*** Opening Text ***

Thursday, April 09, 2009

Run Away!!!!!

So some days, the last thing I want is to meet the resurrected, glorious Christ. He just exposes too many flaws. Christianity Today "Christ is Risen- Run Away"

This pretty much sums up what I feel like lately. We are supposed to "approach the throne of grace with confidence" but my life seems to ooze anything but confidence in the presence or the potential presence of Jesus. I'm the non-compliant patient, the one with the infected sore. I fail to follow the Dr's orders - which would allow me to live a normal life and keep the infection in check, but again and again I become inflamed with 'stuff' trapped beneath the surface. Maybe its where I've been (not the cleanest of places) , maybe its lack of care - but it's gotten out of control again. I need to see the Healer...but I don't. I don't call, I don't go, I know I should...but I don't.

# days sober = 2

Monday, April 06, 2009

Am I a Practical Atheist?

I'll let you read the whole article for yourself (the link is below) but I will quote the part that tore me up and made me sit back and ask, "Is this me?". Unfortunately, the answer is "Yes, yes, and yes"

*** Closing Text ***
*** Opening Given records ***

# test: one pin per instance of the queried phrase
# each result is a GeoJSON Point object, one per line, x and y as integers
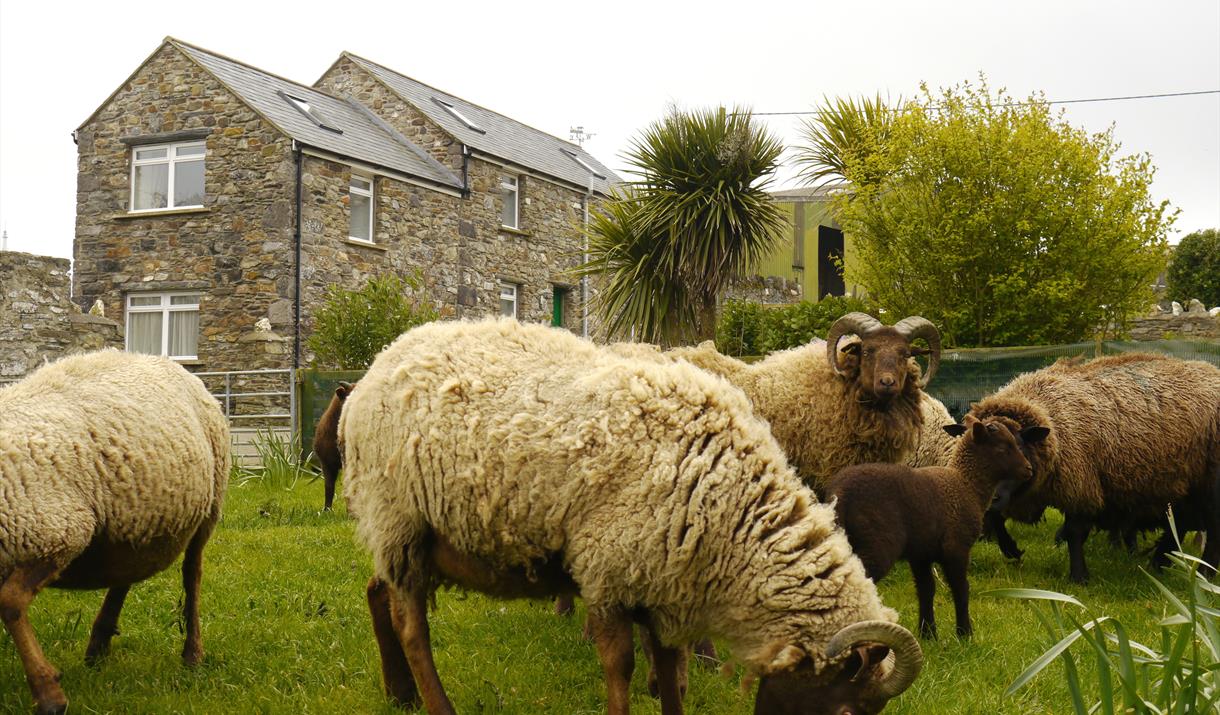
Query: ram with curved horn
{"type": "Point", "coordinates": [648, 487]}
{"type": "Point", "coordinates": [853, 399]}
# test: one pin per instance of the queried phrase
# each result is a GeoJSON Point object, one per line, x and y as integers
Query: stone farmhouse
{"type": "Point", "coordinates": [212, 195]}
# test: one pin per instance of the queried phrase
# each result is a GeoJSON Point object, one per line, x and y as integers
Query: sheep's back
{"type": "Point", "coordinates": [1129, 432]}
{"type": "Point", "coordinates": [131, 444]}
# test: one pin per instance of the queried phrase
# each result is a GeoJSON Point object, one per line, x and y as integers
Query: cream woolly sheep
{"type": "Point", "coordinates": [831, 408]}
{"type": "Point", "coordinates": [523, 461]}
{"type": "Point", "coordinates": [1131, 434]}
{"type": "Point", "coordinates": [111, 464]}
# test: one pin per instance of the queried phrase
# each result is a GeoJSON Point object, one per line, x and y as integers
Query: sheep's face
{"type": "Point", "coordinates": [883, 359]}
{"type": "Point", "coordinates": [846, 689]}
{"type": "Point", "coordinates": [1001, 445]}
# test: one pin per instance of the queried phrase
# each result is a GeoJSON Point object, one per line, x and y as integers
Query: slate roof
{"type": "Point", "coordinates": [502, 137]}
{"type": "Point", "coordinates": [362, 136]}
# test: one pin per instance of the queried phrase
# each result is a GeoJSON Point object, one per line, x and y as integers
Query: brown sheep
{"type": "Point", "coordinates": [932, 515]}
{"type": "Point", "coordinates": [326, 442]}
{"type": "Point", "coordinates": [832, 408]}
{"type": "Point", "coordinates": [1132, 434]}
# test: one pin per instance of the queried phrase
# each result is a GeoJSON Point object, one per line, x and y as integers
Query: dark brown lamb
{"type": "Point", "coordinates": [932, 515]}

*** Closing Given records ***

How to complete this task: Please copy the blog post word for word, starting at "So some days, the" and ending at "should...but I don't.". None of the entries are needed for this.

Answer space:
So some days, the last thing I want is to meet the resurrected, glorious Christ. He just exposes too many flaws. Christianity Today "Christ is Risen- Run Away"

This pretty much sums up what I feel like lately. We are supposed to "approach the throne of grace with confidence" but my life seems to ooze anything but confidence in the presence or the potential presence of Jesus. I'm the non-compliant patient, the one with the infected sore. I fail to follow the Dr's orders - which would allow me to live a normal life and keep the infection in check, but again and again I become inflamed with 'stuff' trapped beneath the surface. Maybe its where I've been (not the cleanest of places) , maybe its lack of care - but it's gotten out of control again. I need to see the Healer...but I don't. I don't call, I don't go, I know I should...but I don't.